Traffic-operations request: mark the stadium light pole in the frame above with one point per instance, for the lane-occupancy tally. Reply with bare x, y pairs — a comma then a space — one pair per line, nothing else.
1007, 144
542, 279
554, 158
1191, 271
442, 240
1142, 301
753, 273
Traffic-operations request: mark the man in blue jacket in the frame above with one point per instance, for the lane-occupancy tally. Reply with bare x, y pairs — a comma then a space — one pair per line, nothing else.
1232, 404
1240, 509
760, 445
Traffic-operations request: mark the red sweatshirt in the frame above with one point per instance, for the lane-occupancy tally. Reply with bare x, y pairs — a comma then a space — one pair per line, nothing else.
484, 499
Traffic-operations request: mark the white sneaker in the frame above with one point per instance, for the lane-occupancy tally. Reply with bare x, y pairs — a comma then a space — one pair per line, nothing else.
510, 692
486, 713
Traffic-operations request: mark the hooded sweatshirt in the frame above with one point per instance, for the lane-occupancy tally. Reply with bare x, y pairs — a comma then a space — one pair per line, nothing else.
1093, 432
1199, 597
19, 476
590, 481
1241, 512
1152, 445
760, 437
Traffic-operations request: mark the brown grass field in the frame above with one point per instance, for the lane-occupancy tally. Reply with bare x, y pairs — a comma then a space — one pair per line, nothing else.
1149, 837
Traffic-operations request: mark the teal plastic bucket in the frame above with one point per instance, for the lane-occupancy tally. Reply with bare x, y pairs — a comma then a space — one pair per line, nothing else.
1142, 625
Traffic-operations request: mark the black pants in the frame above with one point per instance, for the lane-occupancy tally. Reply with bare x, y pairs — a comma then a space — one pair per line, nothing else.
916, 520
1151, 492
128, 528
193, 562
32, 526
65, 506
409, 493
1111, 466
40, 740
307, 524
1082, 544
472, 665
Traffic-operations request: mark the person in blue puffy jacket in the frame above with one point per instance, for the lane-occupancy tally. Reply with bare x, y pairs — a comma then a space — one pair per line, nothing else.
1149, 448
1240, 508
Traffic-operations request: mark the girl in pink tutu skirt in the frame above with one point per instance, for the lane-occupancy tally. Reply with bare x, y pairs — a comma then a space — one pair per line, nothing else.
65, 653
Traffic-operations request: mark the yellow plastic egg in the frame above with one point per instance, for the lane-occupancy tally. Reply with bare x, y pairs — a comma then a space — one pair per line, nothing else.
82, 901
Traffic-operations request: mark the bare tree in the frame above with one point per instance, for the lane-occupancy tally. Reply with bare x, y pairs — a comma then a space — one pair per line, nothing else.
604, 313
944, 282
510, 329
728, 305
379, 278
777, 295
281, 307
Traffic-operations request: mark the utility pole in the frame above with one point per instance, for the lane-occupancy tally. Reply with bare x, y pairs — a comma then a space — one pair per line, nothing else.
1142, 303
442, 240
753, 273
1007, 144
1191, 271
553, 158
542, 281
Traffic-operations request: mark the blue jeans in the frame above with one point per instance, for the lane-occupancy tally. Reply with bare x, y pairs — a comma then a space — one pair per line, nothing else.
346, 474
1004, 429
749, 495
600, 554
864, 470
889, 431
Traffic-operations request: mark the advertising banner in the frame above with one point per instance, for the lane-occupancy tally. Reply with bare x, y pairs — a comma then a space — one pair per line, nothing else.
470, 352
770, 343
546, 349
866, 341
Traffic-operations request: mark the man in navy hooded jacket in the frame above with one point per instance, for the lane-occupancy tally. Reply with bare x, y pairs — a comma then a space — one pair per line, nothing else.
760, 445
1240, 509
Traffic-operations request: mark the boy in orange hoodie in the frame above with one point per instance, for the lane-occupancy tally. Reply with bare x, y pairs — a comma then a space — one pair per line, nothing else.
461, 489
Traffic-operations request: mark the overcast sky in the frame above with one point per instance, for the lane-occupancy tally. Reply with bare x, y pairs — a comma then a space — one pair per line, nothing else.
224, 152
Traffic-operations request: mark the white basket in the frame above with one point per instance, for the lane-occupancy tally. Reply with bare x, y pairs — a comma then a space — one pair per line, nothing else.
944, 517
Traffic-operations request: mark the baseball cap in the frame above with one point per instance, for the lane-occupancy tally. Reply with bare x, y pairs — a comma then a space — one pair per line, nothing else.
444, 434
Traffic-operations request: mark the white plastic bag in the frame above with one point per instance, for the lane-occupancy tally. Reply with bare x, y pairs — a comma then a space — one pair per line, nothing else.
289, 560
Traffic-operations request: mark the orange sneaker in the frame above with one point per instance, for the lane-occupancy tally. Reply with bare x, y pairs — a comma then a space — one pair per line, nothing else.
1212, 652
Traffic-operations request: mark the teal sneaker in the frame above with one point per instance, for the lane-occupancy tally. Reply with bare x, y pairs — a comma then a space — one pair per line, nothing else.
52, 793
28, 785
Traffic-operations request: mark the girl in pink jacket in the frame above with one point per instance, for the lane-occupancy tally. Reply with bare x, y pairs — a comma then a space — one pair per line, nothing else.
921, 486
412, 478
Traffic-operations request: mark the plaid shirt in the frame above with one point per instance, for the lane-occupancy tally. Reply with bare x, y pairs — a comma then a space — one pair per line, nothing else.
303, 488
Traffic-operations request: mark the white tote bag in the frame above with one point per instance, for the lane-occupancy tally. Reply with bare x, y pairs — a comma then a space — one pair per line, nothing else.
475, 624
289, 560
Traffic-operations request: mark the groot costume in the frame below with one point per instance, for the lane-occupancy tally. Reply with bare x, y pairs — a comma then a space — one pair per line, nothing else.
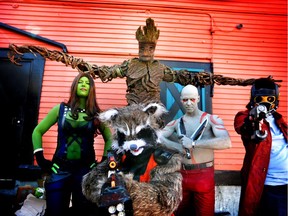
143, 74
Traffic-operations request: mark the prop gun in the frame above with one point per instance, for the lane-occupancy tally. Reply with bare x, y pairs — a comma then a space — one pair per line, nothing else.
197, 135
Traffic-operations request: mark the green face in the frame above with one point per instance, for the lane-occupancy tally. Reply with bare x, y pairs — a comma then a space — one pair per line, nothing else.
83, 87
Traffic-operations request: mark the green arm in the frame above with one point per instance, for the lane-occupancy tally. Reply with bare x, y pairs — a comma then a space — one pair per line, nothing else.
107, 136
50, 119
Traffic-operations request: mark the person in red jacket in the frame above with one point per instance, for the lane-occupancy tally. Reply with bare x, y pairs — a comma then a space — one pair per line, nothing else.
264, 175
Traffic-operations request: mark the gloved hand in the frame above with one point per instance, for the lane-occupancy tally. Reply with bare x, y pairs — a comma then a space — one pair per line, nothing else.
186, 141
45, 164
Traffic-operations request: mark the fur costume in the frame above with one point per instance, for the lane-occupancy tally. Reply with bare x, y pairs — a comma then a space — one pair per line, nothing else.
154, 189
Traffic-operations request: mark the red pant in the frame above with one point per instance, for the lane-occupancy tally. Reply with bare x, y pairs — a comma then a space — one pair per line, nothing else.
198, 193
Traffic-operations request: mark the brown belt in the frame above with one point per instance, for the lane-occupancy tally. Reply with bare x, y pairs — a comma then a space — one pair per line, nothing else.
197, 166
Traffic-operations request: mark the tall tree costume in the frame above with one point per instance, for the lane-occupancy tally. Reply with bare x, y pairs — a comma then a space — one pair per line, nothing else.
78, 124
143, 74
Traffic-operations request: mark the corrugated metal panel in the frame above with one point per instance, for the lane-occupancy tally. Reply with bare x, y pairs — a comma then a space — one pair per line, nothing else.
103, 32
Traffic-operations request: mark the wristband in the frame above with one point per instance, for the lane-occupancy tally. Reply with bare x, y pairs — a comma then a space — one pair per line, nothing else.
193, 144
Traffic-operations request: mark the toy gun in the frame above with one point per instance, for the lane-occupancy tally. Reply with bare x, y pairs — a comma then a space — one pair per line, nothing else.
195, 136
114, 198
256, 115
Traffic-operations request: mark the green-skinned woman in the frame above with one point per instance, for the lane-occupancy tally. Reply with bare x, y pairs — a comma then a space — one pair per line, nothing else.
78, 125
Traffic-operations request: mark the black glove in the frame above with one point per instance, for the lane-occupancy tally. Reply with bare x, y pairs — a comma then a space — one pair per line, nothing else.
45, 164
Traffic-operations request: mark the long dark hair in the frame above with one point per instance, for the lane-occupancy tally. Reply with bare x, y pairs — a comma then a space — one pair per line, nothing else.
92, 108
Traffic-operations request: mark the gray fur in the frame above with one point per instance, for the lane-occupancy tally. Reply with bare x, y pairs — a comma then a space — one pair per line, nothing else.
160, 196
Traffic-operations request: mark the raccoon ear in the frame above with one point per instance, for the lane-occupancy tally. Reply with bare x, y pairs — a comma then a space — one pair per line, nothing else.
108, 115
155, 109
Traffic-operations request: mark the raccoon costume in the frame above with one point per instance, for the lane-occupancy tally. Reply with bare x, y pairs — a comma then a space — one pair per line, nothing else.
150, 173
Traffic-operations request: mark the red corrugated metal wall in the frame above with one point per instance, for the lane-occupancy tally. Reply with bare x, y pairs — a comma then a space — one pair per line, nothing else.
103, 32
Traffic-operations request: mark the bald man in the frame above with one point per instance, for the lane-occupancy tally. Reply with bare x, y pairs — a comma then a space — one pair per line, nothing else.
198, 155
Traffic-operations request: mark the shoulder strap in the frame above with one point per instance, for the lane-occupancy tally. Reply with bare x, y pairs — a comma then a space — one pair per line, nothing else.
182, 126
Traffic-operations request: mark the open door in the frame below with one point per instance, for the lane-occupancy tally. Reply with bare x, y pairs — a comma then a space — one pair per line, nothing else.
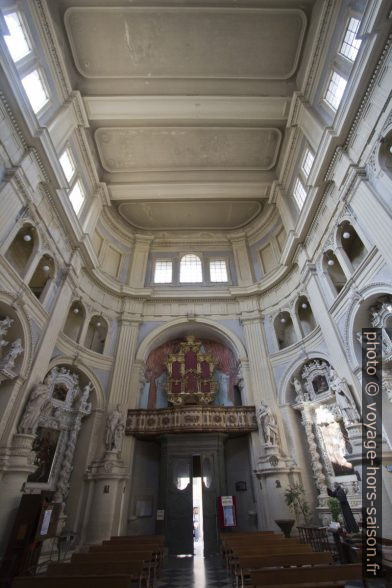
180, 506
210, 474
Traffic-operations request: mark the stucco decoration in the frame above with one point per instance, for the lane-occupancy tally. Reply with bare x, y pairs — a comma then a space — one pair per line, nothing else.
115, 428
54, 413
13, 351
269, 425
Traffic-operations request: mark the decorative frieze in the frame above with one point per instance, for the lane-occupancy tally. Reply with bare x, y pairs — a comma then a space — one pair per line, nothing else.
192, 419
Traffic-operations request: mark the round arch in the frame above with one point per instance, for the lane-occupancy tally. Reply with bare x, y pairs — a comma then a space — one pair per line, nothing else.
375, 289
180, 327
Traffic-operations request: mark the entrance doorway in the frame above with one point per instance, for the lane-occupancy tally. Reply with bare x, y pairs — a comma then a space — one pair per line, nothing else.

-- BRIEF --
Retype the line containing "Traffic-operations request: mark the open" and all lines after it through the end of the material, exactly and only those, leaving out pictures.

-- WRITTEN RESPONSE --
Traffic-operations request: mark the open door in the frame below with one point per instance, for the lane-occupancy tally. Reply with bare x, y pairs — a comma then a space — one pair per line, nothing else.
180, 506
210, 474
Traffic-operations request: mark the stucco decoration in the frame above with one point per instance, for the lane-occupancy tally. Reply with bare x, y pairs — a comma then a space — one pair per line, nothing else.
115, 428
54, 413
13, 351
269, 425
Traffic-operations request: mark the decorative frieze in the frame above with one point per instance, for the lane-occupancy tally. Reply with bare x, y pairs — a comma then a space — one pair per line, nothing else.
192, 419
Traffic-operations request: mark the round arch in the frame above with one point per instance, for the lane-occupancy tally. Reply with bare x, y pairs — a comma then a space — one pair per line, nothing else.
375, 289
180, 327
Traffic-operations request: mark the entrance doorway in the frame above with one point per instance, for the lane-occupancy tally. Reply with bare x, y pairs — a comma then a space — one pair per line, nothing else.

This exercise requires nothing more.